# Text passage

When President Obama vowed last week to rebuild the nation's slumping economy on the strength of "five pillars," there was little doubt on which column construction would begin first - health care reform.
As Congress returns to Washington on Monday after its two-week spring break, efforts on a plan to overhaul the nation's health care system will move into high gear as Democratic leaders rush to meet the president's priority.
Plenty of other high-profile issues still will demand the attention of Capitol Hill lawmakers in the coming months, including the 2010 federal budget, the country's economic woes, the banking crisis and a war in Afghanistan that shows no signs of letting up.
But with several big-ticket legislative items already hammered out this year, such as the $787 billion economic stimulus package and a $410 billion omnibus spending bill, lawmakers pushing for health care reform say the next two months will be critical for sending a measure to Mr. Obama's desk this year.
Senate Finance Committee Chairman Max Baucus, Montana Democrat, who is expected to take the lead on writing a health care reform package, has said he wants to have a bill ready by the end of June.
The committee's top Republican, Charles E. Grassley of Iowa, said last week that "if we don't get it done this year ... it ain't going to be done for four years."
"That's why Senator Baucus and I are on an aggressive schedule," said Mr. Grassley during a health care forum in his home state last week. "I think we have momentum right now."
Beginning this week, the committee will host a series of three roundtable meetings between senators and health care industry experts in preparation for piecing together a health care reform package.
The first meeting, set for Tuesday, will focus on the delivery of health care services. Roundtables scheduled for May will focus on increasing access to health care coverage and how best to pay for overhauling the nation's health care system.

(Collected data entries)
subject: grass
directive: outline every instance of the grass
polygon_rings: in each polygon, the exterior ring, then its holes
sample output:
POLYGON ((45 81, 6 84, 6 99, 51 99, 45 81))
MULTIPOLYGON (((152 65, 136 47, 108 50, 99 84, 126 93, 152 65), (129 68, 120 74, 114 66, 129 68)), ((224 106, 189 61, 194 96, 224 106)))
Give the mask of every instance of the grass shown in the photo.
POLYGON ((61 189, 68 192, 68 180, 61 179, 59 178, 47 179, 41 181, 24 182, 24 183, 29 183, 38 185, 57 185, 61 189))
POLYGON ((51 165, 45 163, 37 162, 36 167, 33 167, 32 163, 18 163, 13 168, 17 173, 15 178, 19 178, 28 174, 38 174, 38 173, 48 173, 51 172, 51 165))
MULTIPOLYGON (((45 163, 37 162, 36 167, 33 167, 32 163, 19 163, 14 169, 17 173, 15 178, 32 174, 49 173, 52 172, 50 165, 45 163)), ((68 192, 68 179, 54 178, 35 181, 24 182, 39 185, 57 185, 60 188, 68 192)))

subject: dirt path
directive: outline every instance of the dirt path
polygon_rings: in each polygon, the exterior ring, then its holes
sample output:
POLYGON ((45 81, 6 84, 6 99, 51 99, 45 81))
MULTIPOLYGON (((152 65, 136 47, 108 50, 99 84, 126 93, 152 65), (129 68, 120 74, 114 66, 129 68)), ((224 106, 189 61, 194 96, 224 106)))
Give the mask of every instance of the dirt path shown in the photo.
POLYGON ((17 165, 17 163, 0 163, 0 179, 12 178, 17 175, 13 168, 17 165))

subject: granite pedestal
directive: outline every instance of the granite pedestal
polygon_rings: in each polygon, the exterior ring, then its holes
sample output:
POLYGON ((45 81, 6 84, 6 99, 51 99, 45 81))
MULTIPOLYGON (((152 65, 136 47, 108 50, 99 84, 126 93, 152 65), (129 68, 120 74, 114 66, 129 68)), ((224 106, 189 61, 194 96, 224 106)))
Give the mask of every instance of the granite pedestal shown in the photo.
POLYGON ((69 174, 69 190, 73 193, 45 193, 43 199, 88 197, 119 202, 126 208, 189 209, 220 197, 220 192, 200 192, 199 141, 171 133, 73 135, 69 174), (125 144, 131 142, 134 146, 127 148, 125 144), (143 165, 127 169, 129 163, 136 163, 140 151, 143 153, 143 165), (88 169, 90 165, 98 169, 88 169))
* * *
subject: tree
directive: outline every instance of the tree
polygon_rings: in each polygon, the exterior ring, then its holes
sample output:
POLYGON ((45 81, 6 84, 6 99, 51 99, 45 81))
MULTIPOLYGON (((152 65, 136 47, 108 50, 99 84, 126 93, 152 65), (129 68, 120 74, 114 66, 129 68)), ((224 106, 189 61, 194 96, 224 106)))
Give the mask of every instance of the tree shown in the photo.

# Tasks for this exercise
A. Rewrite the part of the health care reform article between "But with several" and "end of June.", inclusive, putting "end of July" in place of "end of June".
B. Write the next part of the health care reform article, picking up after its final sentence.

# Response list
A.
But with several big-ticket legislative items already hammered out this year, such as the $787 billion economic stimulus package and a $410 billion omnibus spending bill, lawmakers pushing for health care reform say the next two months will be critical for sending a measure to Mr. Obama's desk this year.
Senate Finance Committee Chairman Max Baucus, Montana Democrat, who is expected to take the lead on writing a health care reform package, has said he wants to have a bill ready by the end of July.

B.
The president repeatedly has stressed that health care reform is among his most important priorities this year, saying during a speech on Tuesday at Washington's Georgetown University that it is one of "five pillars" on which he hopes to support a stronger economic foundation for the nation.
"We cannot rebuild this economy on the same pile of sand - we must build our house upon a rock," said Mr. Obama, who included more regulations for Wall Street, education reforms, increased spending on renewable energy and technology, and lowering the national debt as his four other principle priorities, or pillars.
The president said the key to lowering the country's deficit and debt "is to get a handle on out-of-control health care costs - not to stand idly by as the economy goes into free fall."
A bitter partisan battle almost certainly will accompany any attempt to change the nation's health care system.
Democrats likely will insist on the inclusion of a government-run insurance plan for middle-class Americans that would compete with the private sector - a provision that worries Republicans. A massive government-insurance plan modeled after Medicare and Medicaid may drive many private insurers out of business, Republicans say, resulting in fewer health care options for Americans.
"I think we believe, along what Democrats believe, that all Americans should have access to high-quality, affordable health insurance," House Minority Leader John A. Boehner, Ohio Republican, said Sunday on ABC's "This Week" program. But "we're not for a plan that puts the government in charge of our health care, decides what doctors ought to be paid or what treatments ought to be prescribed."
Another difficult decision Democratic leaders face is whether to bypass regular legislative rules to allow health care reform to pass the Senate by a simple majority using a fast-track procedure called "reconciliation."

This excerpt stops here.